• _EXTRACT PROVIDED_
----

Lawyer and Trade Marks Attorney

Infringement of copyright

Last updated

1 July 2022

Actions that are exclusive rights of the copyright owner

If you do any of the things that are exclusive rights of the copyright owner without the owner’s consent, you will infringe copyright, unless one of the exceptions set out in the Copyright Act 1968 (Cth) (‘Copyright Act’) applies.

The following section deals with practical issues that often arise in deciding whether a copyright infringement has taken place.

Have I reproduced the work?

You must have used the original work to produce the reproduction. If you have created a very similar work independently, without reference to the original work, it is not a reproduction. However, the copying doesn’t have to be deliberate; if you have been exposed to the original work, do not consciously remember it, but unconsciously copy it, the copy is still a reproduction. A famous example is George Harrison’s unconscious use of ‘He’s So Fine’ in composing ‘My Sweet Lord’.

Where it can be proved that two works are objectively similar, and the author of the second work has had access to the first work, a court is likely to conclude that the second work is a reproduction of the first work, unless the author of the second work can provide some evidence of independent creation. Conversely, if it is proved that the author of the second work has made conscious use of the first work, it is very likely that a court will hold that there is sufficient objective similarity to constitute infringement.

----

• _DATA RECORDS_

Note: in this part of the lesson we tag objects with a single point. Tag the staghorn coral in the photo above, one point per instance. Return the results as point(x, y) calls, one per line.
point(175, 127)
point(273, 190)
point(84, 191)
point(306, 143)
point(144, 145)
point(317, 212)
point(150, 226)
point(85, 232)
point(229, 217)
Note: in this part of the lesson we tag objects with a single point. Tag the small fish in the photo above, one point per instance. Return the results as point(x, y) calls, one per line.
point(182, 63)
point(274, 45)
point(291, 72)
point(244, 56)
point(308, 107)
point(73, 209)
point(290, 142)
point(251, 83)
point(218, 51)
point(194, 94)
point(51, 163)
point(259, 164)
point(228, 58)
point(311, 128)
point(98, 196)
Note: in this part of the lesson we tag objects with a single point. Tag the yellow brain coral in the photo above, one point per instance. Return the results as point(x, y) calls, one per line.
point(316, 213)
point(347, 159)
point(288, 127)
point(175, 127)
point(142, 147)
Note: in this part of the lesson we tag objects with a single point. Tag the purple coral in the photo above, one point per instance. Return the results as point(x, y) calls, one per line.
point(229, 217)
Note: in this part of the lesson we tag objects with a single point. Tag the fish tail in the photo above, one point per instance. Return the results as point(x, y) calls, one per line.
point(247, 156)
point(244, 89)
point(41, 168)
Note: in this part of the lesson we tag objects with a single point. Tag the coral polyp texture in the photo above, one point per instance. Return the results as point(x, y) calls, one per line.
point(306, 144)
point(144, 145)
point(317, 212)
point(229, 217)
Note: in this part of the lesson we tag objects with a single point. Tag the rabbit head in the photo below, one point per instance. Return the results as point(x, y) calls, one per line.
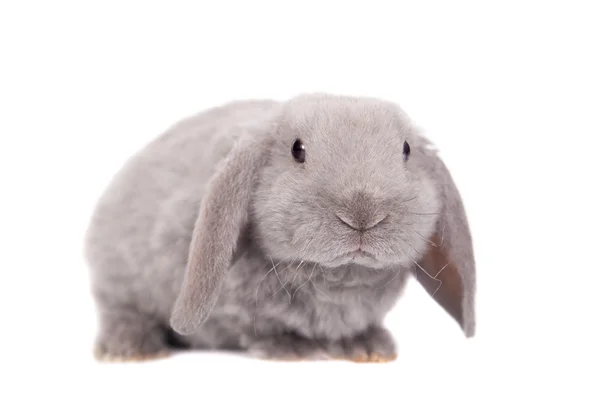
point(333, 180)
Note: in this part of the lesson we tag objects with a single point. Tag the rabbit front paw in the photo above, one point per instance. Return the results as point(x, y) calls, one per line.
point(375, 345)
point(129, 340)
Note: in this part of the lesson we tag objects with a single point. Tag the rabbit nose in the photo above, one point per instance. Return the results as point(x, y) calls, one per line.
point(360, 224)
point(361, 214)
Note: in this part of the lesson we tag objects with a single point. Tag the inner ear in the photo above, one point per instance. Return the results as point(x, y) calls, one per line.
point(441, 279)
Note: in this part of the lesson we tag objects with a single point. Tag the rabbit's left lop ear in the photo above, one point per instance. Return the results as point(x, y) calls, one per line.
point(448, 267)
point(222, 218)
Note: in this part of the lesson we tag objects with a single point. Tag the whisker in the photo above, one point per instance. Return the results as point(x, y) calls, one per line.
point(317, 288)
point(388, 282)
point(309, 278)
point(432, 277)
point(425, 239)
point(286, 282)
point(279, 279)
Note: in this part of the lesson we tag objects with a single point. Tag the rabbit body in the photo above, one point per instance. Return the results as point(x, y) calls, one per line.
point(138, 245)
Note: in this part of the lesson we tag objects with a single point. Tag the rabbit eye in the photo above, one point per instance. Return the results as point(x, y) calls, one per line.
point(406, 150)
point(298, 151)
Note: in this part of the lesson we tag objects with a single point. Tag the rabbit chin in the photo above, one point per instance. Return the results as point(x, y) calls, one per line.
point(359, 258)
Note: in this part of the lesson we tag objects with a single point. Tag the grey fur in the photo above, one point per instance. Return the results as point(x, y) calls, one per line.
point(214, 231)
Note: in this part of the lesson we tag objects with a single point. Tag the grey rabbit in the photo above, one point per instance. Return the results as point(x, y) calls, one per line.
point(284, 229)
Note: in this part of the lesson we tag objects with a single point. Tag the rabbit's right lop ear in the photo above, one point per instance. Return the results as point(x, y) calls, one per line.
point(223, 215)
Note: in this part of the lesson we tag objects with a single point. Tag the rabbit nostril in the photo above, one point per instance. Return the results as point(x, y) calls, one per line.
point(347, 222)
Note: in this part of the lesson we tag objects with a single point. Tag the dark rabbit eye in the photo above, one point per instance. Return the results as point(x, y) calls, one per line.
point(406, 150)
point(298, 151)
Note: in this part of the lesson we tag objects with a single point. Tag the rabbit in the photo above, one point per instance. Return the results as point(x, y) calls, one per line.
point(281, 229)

----

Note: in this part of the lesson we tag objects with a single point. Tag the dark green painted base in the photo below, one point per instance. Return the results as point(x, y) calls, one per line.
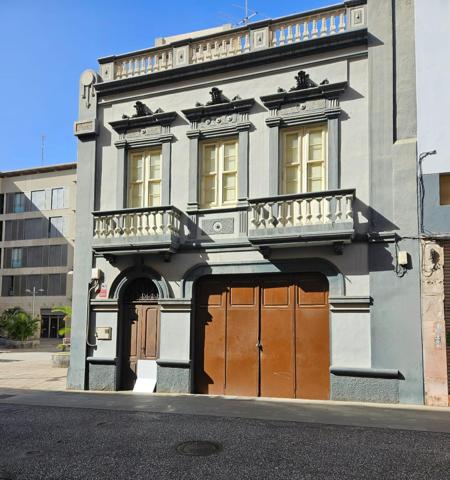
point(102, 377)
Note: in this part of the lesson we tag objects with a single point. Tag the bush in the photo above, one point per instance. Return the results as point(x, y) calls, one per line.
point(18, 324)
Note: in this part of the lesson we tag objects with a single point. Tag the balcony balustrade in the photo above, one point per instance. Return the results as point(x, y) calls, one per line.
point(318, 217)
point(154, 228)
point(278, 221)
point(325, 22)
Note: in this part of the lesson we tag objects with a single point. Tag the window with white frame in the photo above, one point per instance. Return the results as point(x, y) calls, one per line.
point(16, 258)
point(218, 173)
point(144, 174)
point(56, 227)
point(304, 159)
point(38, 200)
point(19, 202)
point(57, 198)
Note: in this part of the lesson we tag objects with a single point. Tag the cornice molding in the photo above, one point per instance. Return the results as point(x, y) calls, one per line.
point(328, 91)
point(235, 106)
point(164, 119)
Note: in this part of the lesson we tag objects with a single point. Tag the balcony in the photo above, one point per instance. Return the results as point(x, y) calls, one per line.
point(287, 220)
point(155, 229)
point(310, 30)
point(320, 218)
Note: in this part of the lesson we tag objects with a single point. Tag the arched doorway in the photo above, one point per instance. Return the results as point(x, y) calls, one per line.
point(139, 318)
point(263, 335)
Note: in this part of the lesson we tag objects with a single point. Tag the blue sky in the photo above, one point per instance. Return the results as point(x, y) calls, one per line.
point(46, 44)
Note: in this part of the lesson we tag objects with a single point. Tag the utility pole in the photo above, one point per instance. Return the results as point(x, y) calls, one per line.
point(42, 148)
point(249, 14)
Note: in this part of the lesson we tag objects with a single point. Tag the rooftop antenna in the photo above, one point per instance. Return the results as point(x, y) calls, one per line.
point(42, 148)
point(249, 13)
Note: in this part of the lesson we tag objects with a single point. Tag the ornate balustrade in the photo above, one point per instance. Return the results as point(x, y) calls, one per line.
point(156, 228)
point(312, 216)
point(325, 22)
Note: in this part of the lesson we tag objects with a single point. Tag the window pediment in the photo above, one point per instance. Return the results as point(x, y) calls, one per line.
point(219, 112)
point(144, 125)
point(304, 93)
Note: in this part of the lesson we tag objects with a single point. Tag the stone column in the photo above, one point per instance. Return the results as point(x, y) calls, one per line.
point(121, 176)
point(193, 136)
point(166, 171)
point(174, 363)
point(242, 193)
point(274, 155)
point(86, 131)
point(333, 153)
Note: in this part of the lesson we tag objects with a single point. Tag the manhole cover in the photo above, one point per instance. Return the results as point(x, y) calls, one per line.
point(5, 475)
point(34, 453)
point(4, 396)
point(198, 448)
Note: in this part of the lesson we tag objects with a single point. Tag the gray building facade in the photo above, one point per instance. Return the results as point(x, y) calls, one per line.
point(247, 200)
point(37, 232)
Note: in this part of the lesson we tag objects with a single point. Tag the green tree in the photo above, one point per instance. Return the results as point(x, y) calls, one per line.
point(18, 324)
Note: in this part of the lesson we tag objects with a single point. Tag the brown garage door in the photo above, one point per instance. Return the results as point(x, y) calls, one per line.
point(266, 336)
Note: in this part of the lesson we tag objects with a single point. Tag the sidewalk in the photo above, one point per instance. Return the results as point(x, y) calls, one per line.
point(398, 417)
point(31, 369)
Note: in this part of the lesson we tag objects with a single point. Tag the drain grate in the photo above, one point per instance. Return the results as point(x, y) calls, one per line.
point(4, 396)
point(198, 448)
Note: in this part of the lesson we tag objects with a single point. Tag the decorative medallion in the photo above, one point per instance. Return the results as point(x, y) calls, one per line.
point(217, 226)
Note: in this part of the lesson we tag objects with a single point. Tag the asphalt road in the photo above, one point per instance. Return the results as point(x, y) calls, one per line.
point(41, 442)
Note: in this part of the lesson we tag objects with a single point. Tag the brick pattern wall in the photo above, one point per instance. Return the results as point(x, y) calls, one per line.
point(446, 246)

----

• _REQUIRED WORK_
Name every song and every piece of legislation that the copyright infringement text mentions by title.

• _EXERCISE SOLUTION_
- Copyright Act 1968 (Cth)
- 'He's So Fine'
- 'My Sweet Lord'